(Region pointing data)
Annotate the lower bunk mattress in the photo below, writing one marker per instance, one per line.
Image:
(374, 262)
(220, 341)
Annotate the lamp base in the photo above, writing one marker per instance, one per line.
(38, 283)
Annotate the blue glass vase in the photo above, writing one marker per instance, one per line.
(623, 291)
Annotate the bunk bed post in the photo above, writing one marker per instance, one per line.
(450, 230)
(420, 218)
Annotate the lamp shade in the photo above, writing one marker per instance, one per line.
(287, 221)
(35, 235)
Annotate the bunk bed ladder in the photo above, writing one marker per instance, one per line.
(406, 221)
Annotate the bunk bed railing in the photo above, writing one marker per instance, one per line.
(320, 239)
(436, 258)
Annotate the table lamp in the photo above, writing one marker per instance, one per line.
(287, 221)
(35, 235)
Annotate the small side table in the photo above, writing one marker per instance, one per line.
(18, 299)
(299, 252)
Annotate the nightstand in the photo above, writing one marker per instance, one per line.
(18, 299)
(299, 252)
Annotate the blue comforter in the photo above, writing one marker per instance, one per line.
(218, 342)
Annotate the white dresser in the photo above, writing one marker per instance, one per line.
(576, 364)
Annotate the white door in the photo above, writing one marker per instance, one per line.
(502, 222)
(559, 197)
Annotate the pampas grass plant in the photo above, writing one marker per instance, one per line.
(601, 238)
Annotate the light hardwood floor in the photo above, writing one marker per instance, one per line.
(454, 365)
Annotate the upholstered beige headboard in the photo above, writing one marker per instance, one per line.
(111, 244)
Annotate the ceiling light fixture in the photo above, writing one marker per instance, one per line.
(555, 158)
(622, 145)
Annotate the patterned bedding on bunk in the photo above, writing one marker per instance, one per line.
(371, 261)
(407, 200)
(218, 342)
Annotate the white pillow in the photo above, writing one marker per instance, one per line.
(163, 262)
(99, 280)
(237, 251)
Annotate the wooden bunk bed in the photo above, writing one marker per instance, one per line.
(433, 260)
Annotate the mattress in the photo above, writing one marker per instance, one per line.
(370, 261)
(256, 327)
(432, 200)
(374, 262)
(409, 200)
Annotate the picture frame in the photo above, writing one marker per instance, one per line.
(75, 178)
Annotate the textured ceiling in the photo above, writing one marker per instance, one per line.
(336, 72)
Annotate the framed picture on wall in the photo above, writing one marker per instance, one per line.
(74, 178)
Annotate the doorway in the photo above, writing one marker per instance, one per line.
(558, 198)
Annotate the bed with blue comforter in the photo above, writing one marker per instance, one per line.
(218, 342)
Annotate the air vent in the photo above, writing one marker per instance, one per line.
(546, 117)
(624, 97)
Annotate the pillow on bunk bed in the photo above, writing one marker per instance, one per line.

● Instructions for the task
No lines before the one containing "Annotate the picture" belong in the answer; write out that line and each one after it exactly, through the end of the records.

● Output for this exercise
Annotate the picture frame in the photo above, writing one marker per instance, one per line.
(75, 178)
Annotate the textured ceiling in the photo above, writing one marker per instance, one per line.
(336, 72)
Annotate the framed picture on wall in the photo above, writing one marker per instance, one per line.
(74, 178)
Annotate the doorway in the photo above, writing one marker per instance, one per line.
(558, 198)
Annotate the bed with blue comforter in the photo above, writing one marker per instance, one per line.
(218, 342)
Annotate the air vent in the photo above, writing one marker per instance, one per line.
(546, 117)
(624, 97)
Annotate the pillow on bunk bed in the photo above, writing one marker per instance, one per line.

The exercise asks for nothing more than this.